Given instruction: Please output the lines shown below exactly as they appear.

Data rows:
'''

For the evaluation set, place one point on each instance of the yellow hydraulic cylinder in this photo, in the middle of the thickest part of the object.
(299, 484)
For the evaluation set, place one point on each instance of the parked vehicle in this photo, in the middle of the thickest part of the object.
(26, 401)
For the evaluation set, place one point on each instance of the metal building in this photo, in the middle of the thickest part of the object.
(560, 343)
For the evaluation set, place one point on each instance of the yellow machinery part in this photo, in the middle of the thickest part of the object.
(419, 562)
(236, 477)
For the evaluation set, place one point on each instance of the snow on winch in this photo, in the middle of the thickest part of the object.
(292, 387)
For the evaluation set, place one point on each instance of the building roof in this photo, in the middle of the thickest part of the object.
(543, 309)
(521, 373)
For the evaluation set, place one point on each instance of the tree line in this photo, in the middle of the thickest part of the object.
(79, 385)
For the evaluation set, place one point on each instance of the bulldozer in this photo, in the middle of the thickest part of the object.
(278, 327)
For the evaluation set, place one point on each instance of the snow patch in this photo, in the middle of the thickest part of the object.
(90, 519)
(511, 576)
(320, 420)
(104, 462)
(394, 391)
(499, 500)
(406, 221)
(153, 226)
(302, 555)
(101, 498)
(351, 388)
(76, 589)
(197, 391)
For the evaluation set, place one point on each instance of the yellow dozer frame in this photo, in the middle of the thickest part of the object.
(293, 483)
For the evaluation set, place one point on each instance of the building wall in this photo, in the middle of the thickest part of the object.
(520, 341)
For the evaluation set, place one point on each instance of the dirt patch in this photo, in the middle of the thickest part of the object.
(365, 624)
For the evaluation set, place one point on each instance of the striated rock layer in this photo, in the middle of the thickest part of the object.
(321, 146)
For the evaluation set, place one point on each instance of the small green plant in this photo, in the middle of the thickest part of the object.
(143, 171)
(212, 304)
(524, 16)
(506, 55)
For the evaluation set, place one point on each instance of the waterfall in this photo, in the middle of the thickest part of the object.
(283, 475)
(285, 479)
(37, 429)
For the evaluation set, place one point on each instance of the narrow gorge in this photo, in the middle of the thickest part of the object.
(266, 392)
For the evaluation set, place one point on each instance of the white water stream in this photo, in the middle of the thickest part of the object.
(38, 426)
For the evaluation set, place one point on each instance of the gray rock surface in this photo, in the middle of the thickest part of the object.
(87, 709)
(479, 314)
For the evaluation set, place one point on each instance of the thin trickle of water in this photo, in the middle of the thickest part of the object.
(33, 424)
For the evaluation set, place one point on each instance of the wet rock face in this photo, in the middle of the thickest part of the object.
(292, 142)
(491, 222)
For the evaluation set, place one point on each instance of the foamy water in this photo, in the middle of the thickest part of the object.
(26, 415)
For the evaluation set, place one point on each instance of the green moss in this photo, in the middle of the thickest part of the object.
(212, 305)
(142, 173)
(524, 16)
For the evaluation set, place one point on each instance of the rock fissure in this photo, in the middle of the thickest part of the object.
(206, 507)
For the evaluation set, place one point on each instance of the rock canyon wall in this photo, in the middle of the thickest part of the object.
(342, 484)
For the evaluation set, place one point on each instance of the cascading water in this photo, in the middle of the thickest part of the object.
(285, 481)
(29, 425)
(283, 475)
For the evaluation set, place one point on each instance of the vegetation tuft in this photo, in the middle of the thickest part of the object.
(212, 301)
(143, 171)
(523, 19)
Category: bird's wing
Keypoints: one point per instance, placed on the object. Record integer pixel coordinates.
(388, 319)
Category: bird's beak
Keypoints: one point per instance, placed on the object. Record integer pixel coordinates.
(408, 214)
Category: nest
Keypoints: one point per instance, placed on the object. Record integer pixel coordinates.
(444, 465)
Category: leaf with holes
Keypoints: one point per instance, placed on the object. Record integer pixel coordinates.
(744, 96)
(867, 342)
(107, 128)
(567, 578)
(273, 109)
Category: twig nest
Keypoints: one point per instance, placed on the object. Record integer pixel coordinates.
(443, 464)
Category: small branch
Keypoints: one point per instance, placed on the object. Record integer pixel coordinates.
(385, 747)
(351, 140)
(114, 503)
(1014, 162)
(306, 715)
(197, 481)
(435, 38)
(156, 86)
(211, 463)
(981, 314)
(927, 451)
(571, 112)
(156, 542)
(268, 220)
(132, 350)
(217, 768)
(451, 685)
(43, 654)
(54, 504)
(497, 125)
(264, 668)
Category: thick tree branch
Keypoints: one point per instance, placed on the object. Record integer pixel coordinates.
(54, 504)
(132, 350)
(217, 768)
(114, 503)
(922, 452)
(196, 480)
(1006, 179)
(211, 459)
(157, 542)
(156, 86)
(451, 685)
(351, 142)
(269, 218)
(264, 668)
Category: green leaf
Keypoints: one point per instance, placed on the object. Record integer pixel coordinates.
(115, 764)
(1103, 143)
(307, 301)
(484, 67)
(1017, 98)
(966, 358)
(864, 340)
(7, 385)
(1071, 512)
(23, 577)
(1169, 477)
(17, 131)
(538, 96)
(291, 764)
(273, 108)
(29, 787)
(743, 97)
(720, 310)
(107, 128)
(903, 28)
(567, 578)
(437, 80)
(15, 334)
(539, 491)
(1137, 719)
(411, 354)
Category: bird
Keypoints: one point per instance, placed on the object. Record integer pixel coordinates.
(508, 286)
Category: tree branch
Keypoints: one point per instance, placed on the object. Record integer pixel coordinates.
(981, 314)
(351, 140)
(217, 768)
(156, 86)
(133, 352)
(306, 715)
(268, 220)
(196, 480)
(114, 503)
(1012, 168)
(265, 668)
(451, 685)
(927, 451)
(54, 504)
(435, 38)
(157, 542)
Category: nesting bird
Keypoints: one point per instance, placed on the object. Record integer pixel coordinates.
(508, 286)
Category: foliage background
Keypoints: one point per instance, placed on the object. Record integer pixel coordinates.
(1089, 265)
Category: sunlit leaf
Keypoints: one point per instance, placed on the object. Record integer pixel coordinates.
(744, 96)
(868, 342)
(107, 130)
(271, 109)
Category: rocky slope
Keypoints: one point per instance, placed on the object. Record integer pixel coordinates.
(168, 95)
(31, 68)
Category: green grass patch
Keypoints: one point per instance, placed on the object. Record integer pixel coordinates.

'''

Result below:
For the evaluation set, place one point on each instance of the yellow hydraulic cylinder in this photo, in the middle of the thickest part of the object.
(299, 484)
For the evaluation set, place one point on each instance of the parked vehicle in this photo, in the middle of the thickest part of the object.
(26, 401)
For the evaluation set, place one point on each instance of the metal building in this photo, in the middle of the thickest part of the object.
(560, 343)
For the evaluation set, place one point on each instance of the yellow machinery part in this photo, in the middle of the thickest part of the object.
(419, 562)
(236, 477)
For the evaluation set, place one point on each instance of the snow on winch in this photo, in the middle of the thickest part of the object.
(292, 387)
For the evaluation set, place one point on each instance of the building roof in this photo, in the middle of the thickest part of the object.
(543, 309)
(521, 373)
For the evaluation set, place one point on each instance of the tree line in this photo, in the middle of the thickest part of the object.
(79, 385)
For the evaluation set, place one point on each instance of the bulldozer in this photo, in the middle of the thickest part of the object.
(278, 327)
For the evaluation set, place one point on each instance of the snow patch in this photo, in the middle of the thickest part of the object.
(90, 519)
(511, 576)
(320, 420)
(104, 462)
(394, 391)
(499, 500)
(406, 221)
(153, 226)
(302, 555)
(101, 498)
(351, 388)
(76, 589)
(197, 391)
For the evaluation set, place one point on each instance of the yellow dozer frame in this photo, in the middle of the thickest part of the object.
(293, 483)
For the evaluation set, place one point on each instance of the building wall in this photo, in the middle of the thickest part of the object.
(520, 341)
For the evaluation set, place one point on each instance of the dirt patch in this photo, in the middle of the thickest part of the object.
(365, 624)
For the evaluation set, place one point on each instance of the striated rock layer in this photo, in the middle of the thickest part of the object.
(321, 146)
For the evaluation set, place one point on each instance of the small green plant in this photo, in the middle of the thickest part of the object.
(143, 171)
(212, 304)
(524, 16)
(506, 55)
For the evaluation set, place one point on each instance of the waterfall in this photo, in the middle of the thickest part of the object.
(283, 475)
(285, 479)
(37, 429)
For the evaluation set, place one point on each instance of the narrow gorge in this photo, in the middle of the thickest part of the object.
(266, 392)
For the evaluation set, place one point on each instance of the white water stream in this photo, in the middle of the thickest part of the object.
(38, 426)
For the evaluation set, place one point on each instance of the gray rock surface in this photo, in the middle of the thickest part of the object.
(87, 709)
(479, 314)
For the evaluation set, place one point on each instance of the thin trickle of water in this photo, in the middle of the thickest part of the object.
(33, 424)
For the evaluation set, place one point on each instance of the wet rock face in this photo, in the middle of the thickest part of the object.
(292, 142)
(491, 222)
For the evaluation set, place one point on each instance of the foamy water in this photo, in the middle of the thickest part of the object.
(26, 415)
For the evaluation set, place one point on each instance of the green moss in this photo, in the middle of the thickest part of the object.
(212, 305)
(142, 173)
(524, 16)
For the evaluation set, place one point on each instance of the rock fissure in this photo, in the middle of the thickest part of the object.
(206, 507)
For the evaluation set, place one point on each instance of the rock canyon wall in this photo, in the middle of the thickest part of the object.
(342, 484)
For the evaluation set, place one point on each instance of the cascading water in this photo, in the middle of the thickest part of the object.
(285, 481)
(29, 425)
(283, 475)
For the evaluation set, place one point on each instance of the vegetation tuft in this photo, in the middle of the thickest part of the object.
(212, 301)
(143, 171)
(523, 19)
Category: bird's wing
Keypoints: one point per instance, placed on the object. Record integer pixel coordinates.
(388, 319)
Category: bird's beak
Keypoints: one point per instance, placed on the object. Record integer pixel coordinates.
(408, 214)
Category: nest
Keypoints: one point per instance, placed on the object. Record integer pixel coordinates.
(444, 465)
Category: leaf with holes
Keypoints: one point per instance, placed on the object. Record integer pixel coordinates.
(744, 96)
(867, 342)
(107, 128)
(567, 578)
(273, 109)
Category: twig nest
Keypoints: one point per instance, placed on the object. Record integer pixel coordinates.
(443, 464)
Category: small branch
Keypoints: one point per instance, placed on the object. Record integer pixel coordinates.
(385, 747)
(351, 140)
(114, 503)
(1014, 162)
(306, 715)
(197, 481)
(435, 38)
(156, 86)
(211, 463)
(981, 314)
(927, 451)
(571, 112)
(156, 542)
(268, 220)
(132, 350)
(217, 768)
(451, 685)
(43, 654)
(54, 504)
(497, 125)
(264, 668)
Category: thick tree branch
Keypoints: one point per instance, placed on the object. Record integer pixel coordinates.
(54, 504)
(132, 350)
(217, 768)
(114, 503)
(922, 452)
(196, 480)
(1006, 179)
(211, 459)
(157, 542)
(156, 86)
(451, 685)
(351, 142)
(269, 218)
(264, 668)
Category: green leaf
Keypoints: one point per instance, placed on the object. Record integer pixel coordinates.
(115, 764)
(1103, 143)
(307, 301)
(484, 67)
(1017, 98)
(966, 358)
(864, 340)
(7, 385)
(1071, 512)
(23, 577)
(1169, 477)
(17, 131)
(538, 96)
(291, 764)
(273, 108)
(29, 787)
(743, 97)
(720, 310)
(107, 128)
(903, 28)
(567, 578)
(437, 80)
(15, 334)
(539, 491)
(1137, 719)
(411, 354)
Category: bird
Keypoints: one point per instance, placed on the object. Record integer pixel coordinates.
(508, 286)
Category: tree branch
Keypoints: one point per instance, placed on the object. Record integer pixel coordinates.
(981, 314)
(351, 140)
(217, 768)
(156, 86)
(133, 352)
(306, 715)
(268, 220)
(196, 480)
(114, 503)
(1012, 168)
(265, 668)
(451, 685)
(927, 451)
(54, 504)
(435, 38)
(157, 542)
Category: nesting bird
Keypoints: one point per instance, placed on the object. Record integer pixel coordinates.
(508, 286)
Category: foliage background
Keypoints: one point per instance, placed on the object. Record integer pixel coordinates.
(1089, 265)
Category: sunlit leaf
Keypoints: one point per instance, placed on the object. Record integer pixel coordinates.
(744, 96)
(868, 342)
(107, 130)
(271, 109)
Category: rocky slope
Keypoints: one point per instance, placed on the object. Record integer pixel coordinates.
(168, 95)
(31, 68)
Category: green grass patch
Keypoints: one point per instance, placed on the object. Record integer pixel coordinates.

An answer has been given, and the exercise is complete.